Below are some records. Count the lines with "purple" in them and give nothing but the total.

Segment Start: DATA

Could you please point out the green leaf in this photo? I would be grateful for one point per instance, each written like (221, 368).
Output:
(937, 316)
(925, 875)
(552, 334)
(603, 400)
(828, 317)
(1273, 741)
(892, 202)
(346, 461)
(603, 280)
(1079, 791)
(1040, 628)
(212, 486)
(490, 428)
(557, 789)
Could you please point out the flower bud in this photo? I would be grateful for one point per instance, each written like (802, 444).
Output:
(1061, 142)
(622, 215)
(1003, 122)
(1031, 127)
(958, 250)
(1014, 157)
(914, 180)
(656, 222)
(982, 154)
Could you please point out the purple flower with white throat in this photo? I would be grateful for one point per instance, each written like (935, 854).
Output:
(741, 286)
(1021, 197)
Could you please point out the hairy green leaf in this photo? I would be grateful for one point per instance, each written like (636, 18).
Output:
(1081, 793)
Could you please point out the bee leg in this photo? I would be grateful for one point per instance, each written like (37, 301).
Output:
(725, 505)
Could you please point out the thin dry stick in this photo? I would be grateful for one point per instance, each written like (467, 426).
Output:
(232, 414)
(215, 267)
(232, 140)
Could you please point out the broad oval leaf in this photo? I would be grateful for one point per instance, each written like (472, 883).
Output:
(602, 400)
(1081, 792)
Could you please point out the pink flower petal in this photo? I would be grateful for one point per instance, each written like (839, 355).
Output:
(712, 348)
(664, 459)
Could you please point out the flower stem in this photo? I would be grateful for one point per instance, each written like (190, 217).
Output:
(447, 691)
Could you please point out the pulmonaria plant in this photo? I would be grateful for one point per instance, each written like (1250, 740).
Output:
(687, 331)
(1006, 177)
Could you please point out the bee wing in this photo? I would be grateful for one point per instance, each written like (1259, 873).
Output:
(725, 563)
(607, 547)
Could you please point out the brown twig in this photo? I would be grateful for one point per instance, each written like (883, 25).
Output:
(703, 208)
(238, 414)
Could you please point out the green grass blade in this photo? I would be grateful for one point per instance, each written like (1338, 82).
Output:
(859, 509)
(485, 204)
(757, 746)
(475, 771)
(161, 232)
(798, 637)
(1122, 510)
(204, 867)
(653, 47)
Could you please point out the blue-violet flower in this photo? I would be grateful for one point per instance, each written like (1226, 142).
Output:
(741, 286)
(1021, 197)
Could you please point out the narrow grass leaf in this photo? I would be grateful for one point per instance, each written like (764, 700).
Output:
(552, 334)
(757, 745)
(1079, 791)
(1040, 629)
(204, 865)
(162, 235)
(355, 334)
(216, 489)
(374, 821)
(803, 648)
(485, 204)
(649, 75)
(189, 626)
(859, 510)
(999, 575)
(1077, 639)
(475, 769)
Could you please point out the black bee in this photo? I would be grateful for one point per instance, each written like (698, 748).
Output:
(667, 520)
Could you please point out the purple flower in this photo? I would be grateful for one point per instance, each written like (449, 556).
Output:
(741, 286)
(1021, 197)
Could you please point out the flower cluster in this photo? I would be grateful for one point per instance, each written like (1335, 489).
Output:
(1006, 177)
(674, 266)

Segment End: DATA
Segment Start: DATA

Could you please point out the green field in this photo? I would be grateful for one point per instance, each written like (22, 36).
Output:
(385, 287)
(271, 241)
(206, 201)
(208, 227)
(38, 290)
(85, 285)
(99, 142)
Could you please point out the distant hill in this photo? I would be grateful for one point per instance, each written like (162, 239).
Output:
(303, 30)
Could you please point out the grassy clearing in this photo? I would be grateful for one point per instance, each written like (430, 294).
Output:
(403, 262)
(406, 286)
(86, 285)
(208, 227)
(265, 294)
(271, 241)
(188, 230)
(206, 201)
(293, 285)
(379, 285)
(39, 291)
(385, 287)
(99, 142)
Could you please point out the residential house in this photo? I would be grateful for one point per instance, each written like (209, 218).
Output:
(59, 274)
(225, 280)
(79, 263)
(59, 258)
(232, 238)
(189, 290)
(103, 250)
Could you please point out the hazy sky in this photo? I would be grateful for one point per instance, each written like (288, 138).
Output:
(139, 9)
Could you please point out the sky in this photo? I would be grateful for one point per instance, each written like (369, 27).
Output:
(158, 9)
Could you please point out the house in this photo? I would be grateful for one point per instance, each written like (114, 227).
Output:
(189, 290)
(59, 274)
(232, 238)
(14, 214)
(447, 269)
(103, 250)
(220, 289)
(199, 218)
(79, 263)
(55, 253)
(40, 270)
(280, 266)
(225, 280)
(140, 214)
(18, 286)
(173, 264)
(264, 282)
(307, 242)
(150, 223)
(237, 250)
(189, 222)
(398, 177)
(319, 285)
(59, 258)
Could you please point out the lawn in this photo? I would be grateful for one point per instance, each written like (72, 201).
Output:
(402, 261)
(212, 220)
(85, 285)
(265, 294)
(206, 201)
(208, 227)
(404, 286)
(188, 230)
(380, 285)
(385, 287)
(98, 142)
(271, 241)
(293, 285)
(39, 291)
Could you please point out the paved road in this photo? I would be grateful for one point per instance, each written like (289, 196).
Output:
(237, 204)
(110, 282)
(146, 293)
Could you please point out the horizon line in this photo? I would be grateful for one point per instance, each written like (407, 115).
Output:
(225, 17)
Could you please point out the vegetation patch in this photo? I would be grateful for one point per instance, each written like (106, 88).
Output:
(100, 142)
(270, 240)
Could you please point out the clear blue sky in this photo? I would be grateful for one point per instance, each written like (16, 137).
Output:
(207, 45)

Segment End: DATA
Segment Start: DATA

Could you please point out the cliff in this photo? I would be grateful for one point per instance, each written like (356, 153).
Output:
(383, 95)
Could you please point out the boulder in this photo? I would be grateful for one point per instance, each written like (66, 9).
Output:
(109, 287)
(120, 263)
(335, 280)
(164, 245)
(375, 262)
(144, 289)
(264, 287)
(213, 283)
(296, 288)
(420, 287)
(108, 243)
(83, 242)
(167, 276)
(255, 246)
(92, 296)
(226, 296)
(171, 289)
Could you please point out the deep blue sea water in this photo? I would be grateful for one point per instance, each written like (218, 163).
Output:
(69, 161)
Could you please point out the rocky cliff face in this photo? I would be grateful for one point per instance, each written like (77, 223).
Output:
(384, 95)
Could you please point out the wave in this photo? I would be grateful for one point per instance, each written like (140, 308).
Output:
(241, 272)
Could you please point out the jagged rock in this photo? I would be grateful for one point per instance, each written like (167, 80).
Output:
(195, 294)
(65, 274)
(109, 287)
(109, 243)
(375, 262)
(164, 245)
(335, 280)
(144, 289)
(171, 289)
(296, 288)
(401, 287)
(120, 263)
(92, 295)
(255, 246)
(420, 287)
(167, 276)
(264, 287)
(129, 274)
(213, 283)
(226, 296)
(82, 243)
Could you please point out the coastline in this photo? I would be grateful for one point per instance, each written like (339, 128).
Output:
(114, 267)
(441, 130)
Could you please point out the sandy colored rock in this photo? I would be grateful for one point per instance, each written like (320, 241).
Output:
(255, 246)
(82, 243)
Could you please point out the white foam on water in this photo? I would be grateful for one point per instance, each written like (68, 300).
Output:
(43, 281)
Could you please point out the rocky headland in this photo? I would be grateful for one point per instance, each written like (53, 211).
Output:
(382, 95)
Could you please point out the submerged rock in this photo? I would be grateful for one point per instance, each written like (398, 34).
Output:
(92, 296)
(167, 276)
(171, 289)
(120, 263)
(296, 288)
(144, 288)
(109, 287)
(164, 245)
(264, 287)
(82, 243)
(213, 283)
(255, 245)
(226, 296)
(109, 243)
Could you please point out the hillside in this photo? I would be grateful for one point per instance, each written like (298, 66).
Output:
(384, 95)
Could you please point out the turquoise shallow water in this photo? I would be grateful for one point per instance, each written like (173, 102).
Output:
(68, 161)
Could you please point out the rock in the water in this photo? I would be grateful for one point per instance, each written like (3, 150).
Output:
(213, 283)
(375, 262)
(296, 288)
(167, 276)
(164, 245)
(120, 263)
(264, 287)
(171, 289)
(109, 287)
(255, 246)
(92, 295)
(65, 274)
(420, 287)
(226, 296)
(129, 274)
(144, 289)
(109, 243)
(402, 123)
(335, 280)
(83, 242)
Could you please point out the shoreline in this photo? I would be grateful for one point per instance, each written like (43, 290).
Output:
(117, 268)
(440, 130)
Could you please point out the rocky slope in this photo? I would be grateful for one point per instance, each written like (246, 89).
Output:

Segment End: DATA

COMPLETED TASK: 2